* EXERCISE DETAILS: Can you write out the lines below word for word, from the first one through the line that contains "target: white flower", and leave the picture out of your answer?
··· EXTRACTED INFORMATION ···
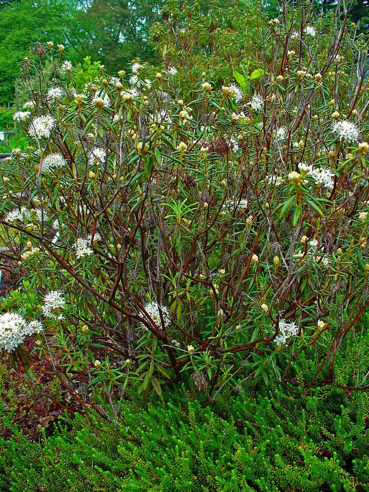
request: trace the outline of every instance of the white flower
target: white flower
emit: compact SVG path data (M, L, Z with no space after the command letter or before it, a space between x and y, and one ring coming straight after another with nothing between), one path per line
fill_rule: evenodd
M143 86L145 89L150 89L151 88L151 84L153 83L149 79L145 79L143 82Z
M47 97L53 101L61 99L62 96L63 90L61 87L51 87L47 91Z
M140 68L141 68L141 66L139 63L134 63L132 65L132 73L137 73L139 71Z
M90 256L93 253L93 250L89 245L88 240L85 238L78 238L73 247L74 248L74 254L77 258L84 258L86 256Z
M129 85L135 86L138 82L138 77L137 75L131 75L129 77Z
M100 147L94 147L91 151L89 159L89 164L91 166L95 163L98 163L100 165L105 164L106 152L105 149Z
M231 138L230 143L233 144L233 147L231 149L231 152L236 154L239 149L238 141L235 138Z
M234 96L235 102L239 102L242 100L242 92L238 86L232 82L228 86L228 89L231 94Z
M62 73L66 73L67 72L70 72L72 69L72 62L69 62L68 60L65 60L62 63L62 68L61 70Z
M316 31L312 26L307 26L305 32L308 36L311 36L312 37L315 37L316 35Z
M284 333L279 333L274 339L277 345L284 345L287 341L287 337Z
M55 118L50 115L39 116L31 122L28 133L36 138L49 138L56 123Z
M49 154L42 161L42 170L48 171L53 168L63 167L66 164L66 161L60 152L55 152Z
M99 105L101 102L101 105L108 108L110 106L110 99L109 98L108 93L105 92L103 97L102 97L102 94L100 94L98 91L95 92L95 94L92 97L92 104Z
M169 312L168 310L168 308L166 306L161 306L158 304L156 301L153 303L149 303L148 304L144 307L144 309L146 311L147 314L149 315L149 317L148 317L144 313L144 317L146 318L146 321L152 325L153 322L154 323L154 325L153 326L155 329L157 328L161 328L161 320L160 319L160 312L163 317L163 320L164 321L164 325L166 328L167 328L170 325L170 318L169 317ZM150 319L150 318L151 318ZM143 324L142 325L145 329L147 329L146 327Z
M16 220L22 220L22 214L21 214L19 210L17 210L16 209L14 210L11 210L10 212L8 213L5 217L5 221L10 222L15 222Z
M359 215L359 220L360 222L364 222L365 220L367 220L367 216L368 212L361 212Z
M264 107L264 99L258 94L254 94L252 98L246 104L251 106L254 111L261 111Z
M26 122L30 118L31 113L29 111L17 111L13 115L13 119L17 122Z
M278 323L279 333L274 341L277 345L284 345L288 338L296 337L299 333L299 327L295 321L286 321L281 318Z
M308 175L318 184L322 185L330 189L333 189L335 185L335 174L329 168L313 168L312 166L310 166Z
M316 248L318 246L318 240L317 239L310 239L308 242L308 244L313 248Z
M343 140L348 144L357 142L360 136L359 128L356 125L345 120L334 123L332 131L337 134L340 140Z
M39 333L40 332L43 330L44 328L41 321L39 321L37 319L33 319L31 321L30 321L28 323L28 327L30 330L33 330L35 333Z
M21 314L5 312L0 315L0 348L11 352L24 341L26 335L32 333L33 329Z
M63 293L60 290L52 290L44 296L44 305L41 307L42 313L46 318L62 319L62 314L59 311L64 308L65 304Z
M31 213L26 208L22 207L20 210L16 209L11 210L6 215L5 219L7 222L14 222L15 220L23 220L24 218L30 218Z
···
* COMPLETED TASK:
request: trace the outline of every instance of the white flower
target: white flower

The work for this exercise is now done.